= Secondary banking crisis of 1973–1975 =

British financial crisis

The secondary banking crisis of 1973–1975 was a dramatic crash in British property prices that caused dozens of small ("secondary") lending banks to be threatened with bankruptcy.

==Crisis==
The secondary banks, like the larger institutions, had been lending heavily based on the previously rising housing prices of the late 1960s and early 1970s, borrowing excessively in relation to the collateral assets. A sudden downturn in house prices and increases in interest rates well before the November 1973 oil crisis left the smaller institutions holding many loans secured by property with lower value than the loans. The Bank of England, led by Jasper Hollom, conducted negotiations resulting in bail-outs of around 30 of the smaller banks and intervened to assist some 30 others. While all of the banks were left able to pay depositors, the Bank of England lost an estimated £100 million. The downturn was exacerbated by the global 1973–74 stock market crash, which hit the UK while it was already in the midst of the housing price crash.

◆ **RECORD LIST**:
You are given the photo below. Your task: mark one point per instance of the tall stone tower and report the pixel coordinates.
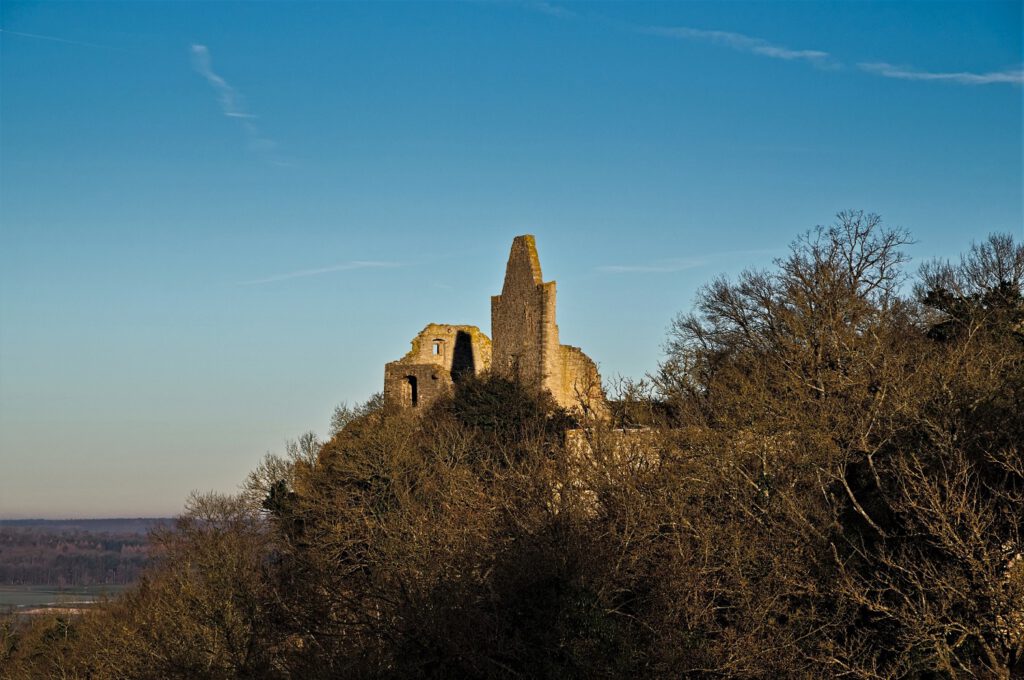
(524, 334)
(525, 347)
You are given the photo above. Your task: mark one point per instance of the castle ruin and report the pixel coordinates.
(523, 346)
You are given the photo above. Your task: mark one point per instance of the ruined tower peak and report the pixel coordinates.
(523, 265)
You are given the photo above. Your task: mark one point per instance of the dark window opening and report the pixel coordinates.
(462, 355)
(412, 394)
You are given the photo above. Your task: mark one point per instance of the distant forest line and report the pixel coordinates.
(76, 552)
(822, 478)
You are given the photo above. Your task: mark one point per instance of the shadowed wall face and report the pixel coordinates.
(440, 354)
(525, 346)
(522, 324)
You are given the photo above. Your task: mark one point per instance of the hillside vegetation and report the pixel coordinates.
(824, 477)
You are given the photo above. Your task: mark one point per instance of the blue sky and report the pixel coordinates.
(218, 220)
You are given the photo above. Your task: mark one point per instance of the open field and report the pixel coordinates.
(18, 598)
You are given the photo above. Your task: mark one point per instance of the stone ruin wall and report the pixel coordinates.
(525, 346)
(439, 354)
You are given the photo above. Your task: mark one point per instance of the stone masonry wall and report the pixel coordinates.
(439, 355)
(524, 346)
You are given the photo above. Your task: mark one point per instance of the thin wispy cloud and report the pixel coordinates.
(817, 57)
(36, 36)
(1013, 76)
(739, 42)
(301, 273)
(232, 104)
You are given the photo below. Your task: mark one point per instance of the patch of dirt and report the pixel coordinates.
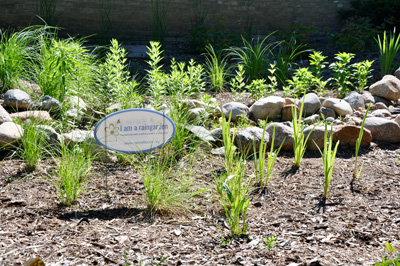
(108, 226)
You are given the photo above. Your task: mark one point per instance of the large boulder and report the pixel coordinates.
(4, 115)
(311, 104)
(234, 109)
(388, 87)
(17, 99)
(9, 133)
(341, 107)
(282, 133)
(250, 137)
(267, 108)
(348, 135)
(383, 129)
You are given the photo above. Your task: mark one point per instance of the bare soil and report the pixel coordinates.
(109, 226)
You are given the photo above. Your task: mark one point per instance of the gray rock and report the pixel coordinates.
(282, 133)
(250, 136)
(270, 107)
(17, 99)
(341, 107)
(316, 138)
(388, 87)
(382, 113)
(327, 112)
(383, 129)
(200, 132)
(50, 104)
(355, 100)
(234, 109)
(311, 104)
(4, 115)
(9, 133)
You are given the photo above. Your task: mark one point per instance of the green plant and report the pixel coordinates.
(254, 56)
(217, 68)
(73, 168)
(387, 261)
(388, 48)
(33, 144)
(259, 163)
(299, 142)
(361, 73)
(270, 242)
(342, 73)
(328, 159)
(17, 49)
(233, 191)
(356, 171)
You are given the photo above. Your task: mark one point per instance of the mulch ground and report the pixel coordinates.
(109, 227)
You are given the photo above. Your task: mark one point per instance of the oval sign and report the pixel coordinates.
(134, 130)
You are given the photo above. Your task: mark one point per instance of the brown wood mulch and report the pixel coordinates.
(110, 228)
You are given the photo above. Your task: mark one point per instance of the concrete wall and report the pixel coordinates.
(132, 19)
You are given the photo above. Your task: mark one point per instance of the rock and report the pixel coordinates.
(327, 112)
(383, 129)
(382, 113)
(397, 119)
(50, 104)
(316, 138)
(9, 133)
(4, 115)
(196, 113)
(250, 136)
(17, 99)
(200, 132)
(270, 107)
(388, 87)
(348, 135)
(341, 107)
(234, 109)
(41, 116)
(287, 112)
(355, 100)
(311, 104)
(282, 132)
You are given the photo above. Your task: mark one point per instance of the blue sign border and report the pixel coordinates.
(135, 110)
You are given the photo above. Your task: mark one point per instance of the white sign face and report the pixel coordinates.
(134, 130)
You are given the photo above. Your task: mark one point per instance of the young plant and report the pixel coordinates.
(388, 48)
(233, 191)
(299, 142)
(328, 160)
(254, 56)
(259, 162)
(73, 168)
(217, 68)
(361, 74)
(342, 73)
(356, 171)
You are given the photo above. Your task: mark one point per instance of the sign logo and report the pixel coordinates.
(134, 130)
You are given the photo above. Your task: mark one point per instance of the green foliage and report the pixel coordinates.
(270, 242)
(342, 73)
(73, 168)
(388, 47)
(356, 171)
(16, 51)
(233, 191)
(114, 81)
(356, 35)
(217, 68)
(328, 159)
(254, 56)
(361, 74)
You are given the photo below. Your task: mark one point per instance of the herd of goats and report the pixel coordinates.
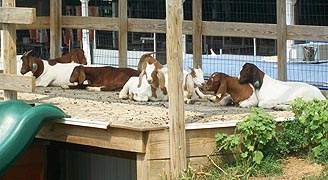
(149, 82)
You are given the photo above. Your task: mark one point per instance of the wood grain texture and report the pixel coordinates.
(17, 15)
(197, 33)
(123, 33)
(112, 138)
(281, 40)
(17, 83)
(175, 72)
(55, 28)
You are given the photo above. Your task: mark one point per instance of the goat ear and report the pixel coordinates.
(161, 79)
(28, 52)
(140, 78)
(256, 79)
(33, 66)
(189, 84)
(221, 92)
(82, 76)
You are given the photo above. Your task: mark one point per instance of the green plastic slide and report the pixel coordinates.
(19, 124)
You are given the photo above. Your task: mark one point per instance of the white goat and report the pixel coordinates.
(276, 94)
(144, 92)
(150, 85)
(45, 74)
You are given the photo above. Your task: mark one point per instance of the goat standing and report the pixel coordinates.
(45, 74)
(102, 78)
(276, 94)
(240, 94)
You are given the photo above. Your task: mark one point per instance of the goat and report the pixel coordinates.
(45, 74)
(76, 55)
(150, 85)
(276, 94)
(105, 78)
(192, 81)
(144, 59)
(240, 94)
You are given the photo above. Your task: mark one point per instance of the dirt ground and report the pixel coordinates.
(296, 169)
(106, 106)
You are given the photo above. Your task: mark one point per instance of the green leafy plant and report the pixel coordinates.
(251, 139)
(307, 133)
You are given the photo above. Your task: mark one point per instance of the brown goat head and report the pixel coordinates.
(250, 73)
(33, 64)
(78, 75)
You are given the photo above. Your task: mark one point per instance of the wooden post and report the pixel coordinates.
(123, 33)
(281, 40)
(177, 133)
(55, 28)
(9, 17)
(197, 33)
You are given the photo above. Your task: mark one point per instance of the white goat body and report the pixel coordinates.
(143, 93)
(276, 94)
(56, 75)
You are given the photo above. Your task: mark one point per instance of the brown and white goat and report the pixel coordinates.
(45, 74)
(102, 78)
(240, 94)
(76, 55)
(144, 59)
(276, 94)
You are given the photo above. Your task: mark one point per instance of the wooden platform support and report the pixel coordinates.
(55, 28)
(177, 135)
(9, 17)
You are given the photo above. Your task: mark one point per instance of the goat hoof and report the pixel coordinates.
(64, 86)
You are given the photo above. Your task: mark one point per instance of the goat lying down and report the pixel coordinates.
(102, 78)
(76, 56)
(240, 94)
(152, 86)
(45, 74)
(276, 94)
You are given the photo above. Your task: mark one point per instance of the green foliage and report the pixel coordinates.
(252, 138)
(308, 132)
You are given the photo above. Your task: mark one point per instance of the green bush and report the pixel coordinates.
(307, 133)
(252, 138)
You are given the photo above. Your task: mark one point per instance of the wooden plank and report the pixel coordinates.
(112, 138)
(98, 23)
(281, 40)
(143, 164)
(197, 33)
(199, 142)
(147, 25)
(305, 32)
(123, 33)
(41, 22)
(13, 82)
(233, 29)
(55, 28)
(175, 74)
(15, 15)
(9, 50)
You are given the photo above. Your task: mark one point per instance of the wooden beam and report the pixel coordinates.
(111, 138)
(175, 73)
(14, 15)
(55, 28)
(123, 33)
(9, 49)
(17, 83)
(197, 33)
(98, 23)
(281, 40)
(234, 29)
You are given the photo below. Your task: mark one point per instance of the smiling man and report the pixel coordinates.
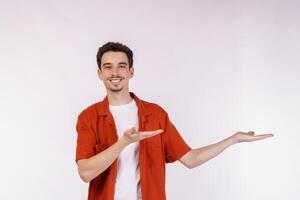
(123, 142)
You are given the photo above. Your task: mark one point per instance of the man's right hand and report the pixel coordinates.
(132, 135)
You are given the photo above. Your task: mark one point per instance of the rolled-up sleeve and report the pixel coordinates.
(85, 138)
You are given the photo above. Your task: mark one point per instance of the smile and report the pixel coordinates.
(116, 80)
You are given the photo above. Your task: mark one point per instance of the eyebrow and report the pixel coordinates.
(120, 63)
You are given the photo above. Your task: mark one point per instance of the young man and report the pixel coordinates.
(124, 142)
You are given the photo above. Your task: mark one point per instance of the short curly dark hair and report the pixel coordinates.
(116, 47)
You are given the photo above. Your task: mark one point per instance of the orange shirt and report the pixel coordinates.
(97, 131)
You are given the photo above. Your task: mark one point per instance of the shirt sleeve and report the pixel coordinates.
(174, 145)
(85, 138)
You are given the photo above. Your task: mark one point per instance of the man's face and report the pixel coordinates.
(115, 72)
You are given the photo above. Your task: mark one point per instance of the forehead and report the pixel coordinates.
(114, 57)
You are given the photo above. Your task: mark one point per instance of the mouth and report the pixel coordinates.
(116, 80)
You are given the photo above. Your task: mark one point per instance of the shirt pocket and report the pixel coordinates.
(154, 151)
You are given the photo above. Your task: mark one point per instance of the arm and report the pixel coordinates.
(196, 157)
(89, 168)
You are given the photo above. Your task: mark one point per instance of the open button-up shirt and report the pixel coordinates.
(97, 131)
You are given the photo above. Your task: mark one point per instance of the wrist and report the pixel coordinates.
(123, 141)
(232, 140)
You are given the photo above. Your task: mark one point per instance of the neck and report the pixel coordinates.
(119, 98)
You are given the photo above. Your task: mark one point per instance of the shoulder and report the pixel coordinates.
(89, 112)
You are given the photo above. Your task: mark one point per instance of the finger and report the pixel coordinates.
(251, 133)
(262, 136)
(146, 134)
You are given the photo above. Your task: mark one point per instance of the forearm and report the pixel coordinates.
(201, 155)
(90, 168)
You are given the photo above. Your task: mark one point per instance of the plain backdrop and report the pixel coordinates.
(217, 67)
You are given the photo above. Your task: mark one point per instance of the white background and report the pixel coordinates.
(216, 66)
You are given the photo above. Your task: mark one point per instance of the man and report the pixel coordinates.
(124, 142)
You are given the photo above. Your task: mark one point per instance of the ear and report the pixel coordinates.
(131, 71)
(99, 72)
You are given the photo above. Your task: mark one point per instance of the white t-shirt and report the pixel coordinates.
(128, 171)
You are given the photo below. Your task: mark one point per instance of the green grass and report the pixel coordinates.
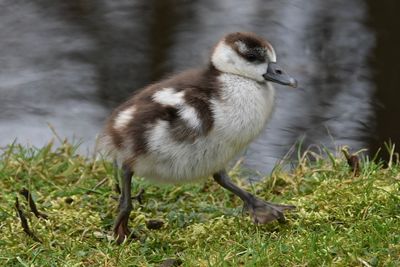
(341, 220)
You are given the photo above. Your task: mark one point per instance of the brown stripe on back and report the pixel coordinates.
(199, 86)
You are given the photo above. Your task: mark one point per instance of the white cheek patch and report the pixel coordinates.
(242, 47)
(227, 60)
(123, 118)
(168, 96)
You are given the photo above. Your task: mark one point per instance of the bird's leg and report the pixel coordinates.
(121, 229)
(260, 210)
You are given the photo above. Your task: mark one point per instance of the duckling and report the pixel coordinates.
(189, 126)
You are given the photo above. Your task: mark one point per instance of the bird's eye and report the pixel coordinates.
(251, 57)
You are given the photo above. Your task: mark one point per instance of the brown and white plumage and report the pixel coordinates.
(191, 125)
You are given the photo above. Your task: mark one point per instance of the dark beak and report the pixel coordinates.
(277, 75)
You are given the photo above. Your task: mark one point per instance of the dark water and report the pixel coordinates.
(68, 63)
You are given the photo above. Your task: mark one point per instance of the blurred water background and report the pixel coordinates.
(68, 63)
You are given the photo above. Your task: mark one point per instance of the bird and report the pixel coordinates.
(188, 127)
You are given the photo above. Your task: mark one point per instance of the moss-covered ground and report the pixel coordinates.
(341, 219)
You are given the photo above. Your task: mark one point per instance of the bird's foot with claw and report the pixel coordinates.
(122, 232)
(263, 212)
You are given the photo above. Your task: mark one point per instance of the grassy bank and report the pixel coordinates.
(341, 220)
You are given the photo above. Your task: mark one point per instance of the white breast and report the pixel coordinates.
(240, 114)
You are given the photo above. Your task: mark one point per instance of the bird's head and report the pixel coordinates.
(247, 55)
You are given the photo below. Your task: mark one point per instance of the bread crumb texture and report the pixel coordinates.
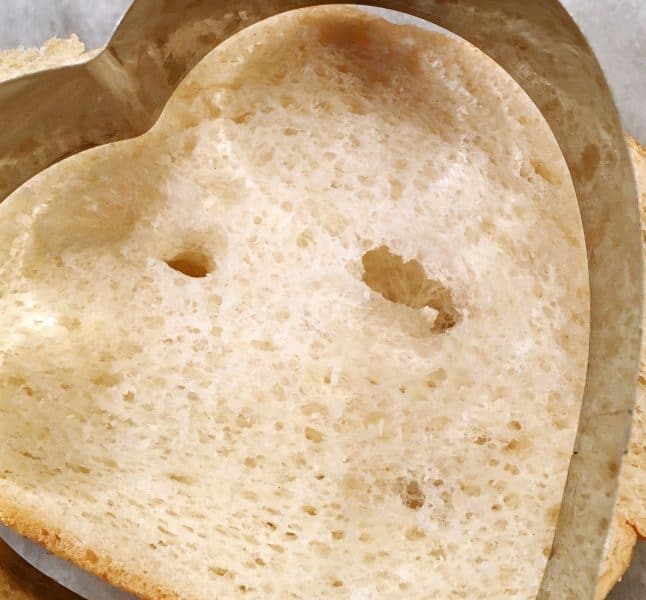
(321, 333)
(629, 521)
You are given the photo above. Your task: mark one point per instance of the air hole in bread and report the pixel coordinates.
(406, 283)
(411, 494)
(192, 263)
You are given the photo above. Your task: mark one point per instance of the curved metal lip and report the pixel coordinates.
(158, 42)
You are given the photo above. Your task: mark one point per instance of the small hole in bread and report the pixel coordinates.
(192, 263)
(406, 283)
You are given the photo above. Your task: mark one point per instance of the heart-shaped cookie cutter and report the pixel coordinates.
(120, 93)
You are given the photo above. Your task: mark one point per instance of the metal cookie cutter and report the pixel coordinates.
(50, 115)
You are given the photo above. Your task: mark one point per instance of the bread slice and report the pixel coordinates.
(629, 522)
(321, 333)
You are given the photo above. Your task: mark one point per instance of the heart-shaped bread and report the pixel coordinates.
(321, 333)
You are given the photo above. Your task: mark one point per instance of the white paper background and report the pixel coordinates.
(616, 30)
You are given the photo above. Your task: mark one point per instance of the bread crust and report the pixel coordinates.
(61, 544)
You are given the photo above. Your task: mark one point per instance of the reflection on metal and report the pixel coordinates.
(121, 93)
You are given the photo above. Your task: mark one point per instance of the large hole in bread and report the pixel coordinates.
(406, 283)
(192, 263)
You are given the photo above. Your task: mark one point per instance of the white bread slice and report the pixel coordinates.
(629, 522)
(278, 427)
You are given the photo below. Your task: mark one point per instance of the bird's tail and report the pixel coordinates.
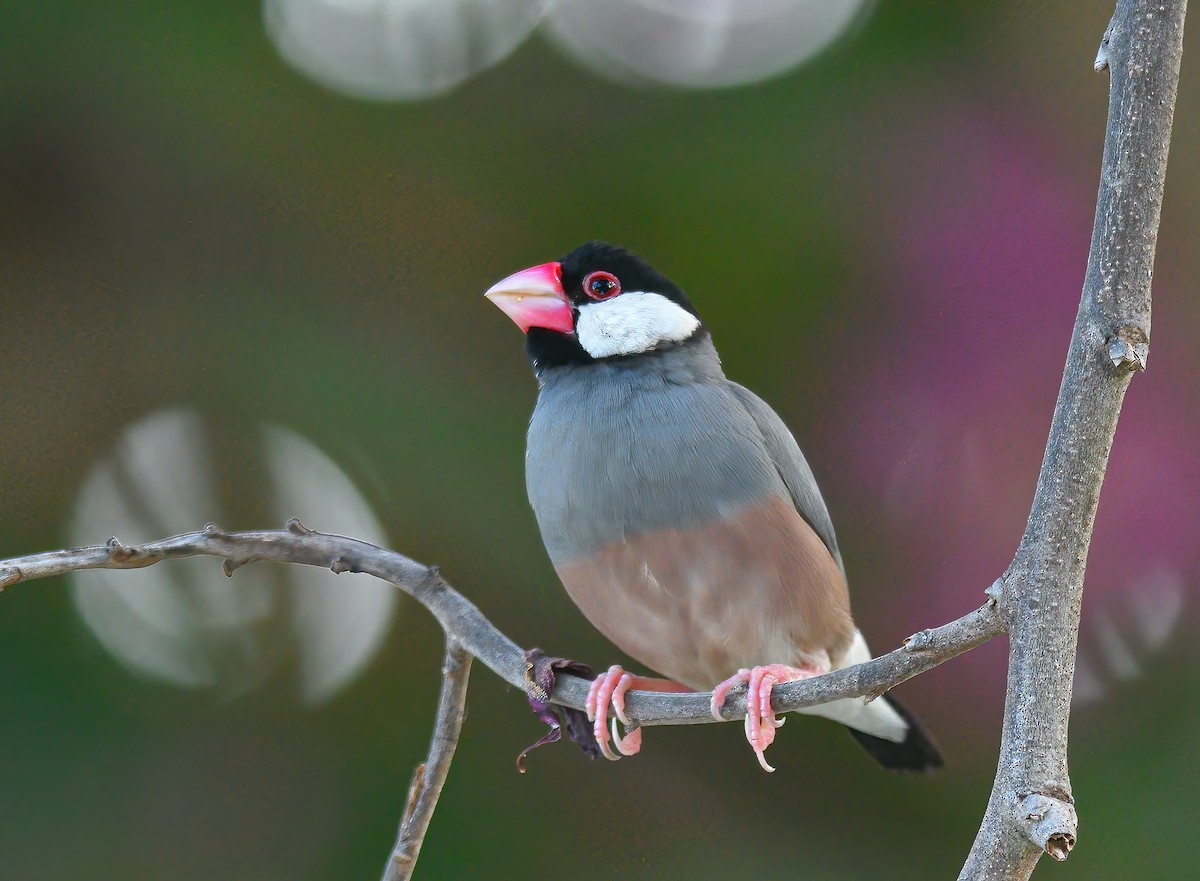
(917, 751)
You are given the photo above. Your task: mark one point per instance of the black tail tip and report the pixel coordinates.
(918, 753)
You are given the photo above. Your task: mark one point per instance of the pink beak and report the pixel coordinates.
(534, 298)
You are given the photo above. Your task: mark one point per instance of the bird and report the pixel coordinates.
(678, 509)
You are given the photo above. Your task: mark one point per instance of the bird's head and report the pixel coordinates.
(598, 303)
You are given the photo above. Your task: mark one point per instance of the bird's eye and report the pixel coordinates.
(601, 286)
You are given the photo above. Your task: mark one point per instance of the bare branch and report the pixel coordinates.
(1042, 591)
(431, 774)
(462, 621)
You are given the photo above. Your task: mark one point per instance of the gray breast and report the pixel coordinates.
(641, 444)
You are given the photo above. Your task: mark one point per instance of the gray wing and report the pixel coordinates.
(792, 467)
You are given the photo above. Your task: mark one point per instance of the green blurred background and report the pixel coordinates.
(888, 244)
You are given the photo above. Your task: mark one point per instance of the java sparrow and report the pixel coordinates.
(677, 508)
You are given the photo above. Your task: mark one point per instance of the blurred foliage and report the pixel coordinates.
(184, 220)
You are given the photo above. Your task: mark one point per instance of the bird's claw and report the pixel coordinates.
(760, 720)
(609, 689)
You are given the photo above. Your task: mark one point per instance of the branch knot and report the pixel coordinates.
(1049, 822)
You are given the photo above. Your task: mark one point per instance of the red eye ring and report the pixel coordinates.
(601, 286)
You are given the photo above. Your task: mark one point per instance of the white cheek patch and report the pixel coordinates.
(630, 323)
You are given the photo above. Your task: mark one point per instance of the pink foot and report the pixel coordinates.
(610, 688)
(761, 721)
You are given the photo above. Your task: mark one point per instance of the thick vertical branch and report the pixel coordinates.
(431, 774)
(1031, 809)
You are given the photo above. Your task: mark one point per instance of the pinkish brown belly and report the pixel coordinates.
(696, 605)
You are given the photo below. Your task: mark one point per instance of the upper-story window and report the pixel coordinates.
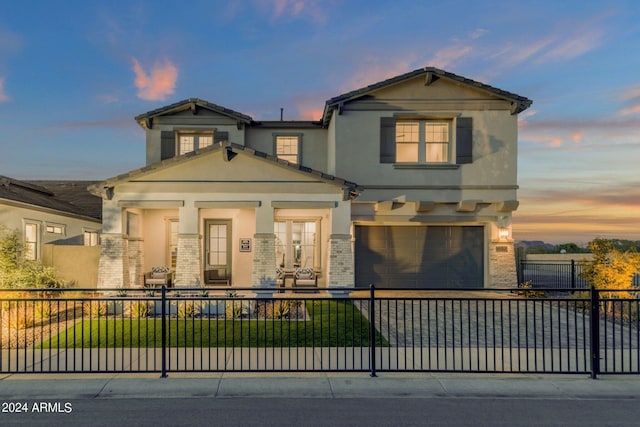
(31, 240)
(90, 237)
(421, 142)
(287, 147)
(189, 141)
(55, 229)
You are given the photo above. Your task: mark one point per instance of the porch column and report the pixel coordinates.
(502, 257)
(188, 265)
(340, 271)
(113, 267)
(263, 273)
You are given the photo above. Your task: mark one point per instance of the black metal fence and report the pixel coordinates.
(194, 330)
(559, 274)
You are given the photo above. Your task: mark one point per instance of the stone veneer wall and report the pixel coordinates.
(188, 269)
(340, 272)
(264, 260)
(136, 262)
(113, 267)
(502, 265)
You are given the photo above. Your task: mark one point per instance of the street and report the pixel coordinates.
(445, 411)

◆ **TO-DO LIST**:
1 – Using the text on the secondary banking crisis, decide whether each statement agrees with it. Answer yes or no, and quote the words from the text that settle each one. (a) Negotiations led by the Bank of England ended in bail-outs of about 30 smaller banks. (b) Some depositors of the secondary banks were not paid. (c) House prices started to fall only after the November 1973 oil crisis.
2 – Transcribe word for word the stretch of the secondary banking crisis text from "The secondary banking" through "threatened with bankruptcy.".

◆ **EXPECTED RESULTS**:
1 –
(a) Yes: "conducted negotiations resulting in bail-outs of around 30 of the smaller banks"
(b) No: "While all of the banks were left able to pay depositors"
(c) No: "A sudden downturn in house prices and increases in interest rates well before the November 1973 oil crisis"

2 –
The secondary banking crisis of 1973–1975 was a dramatic crash in British property prices that caused dozens of small ("secondary") lending banks to be threatened with bankruptcy.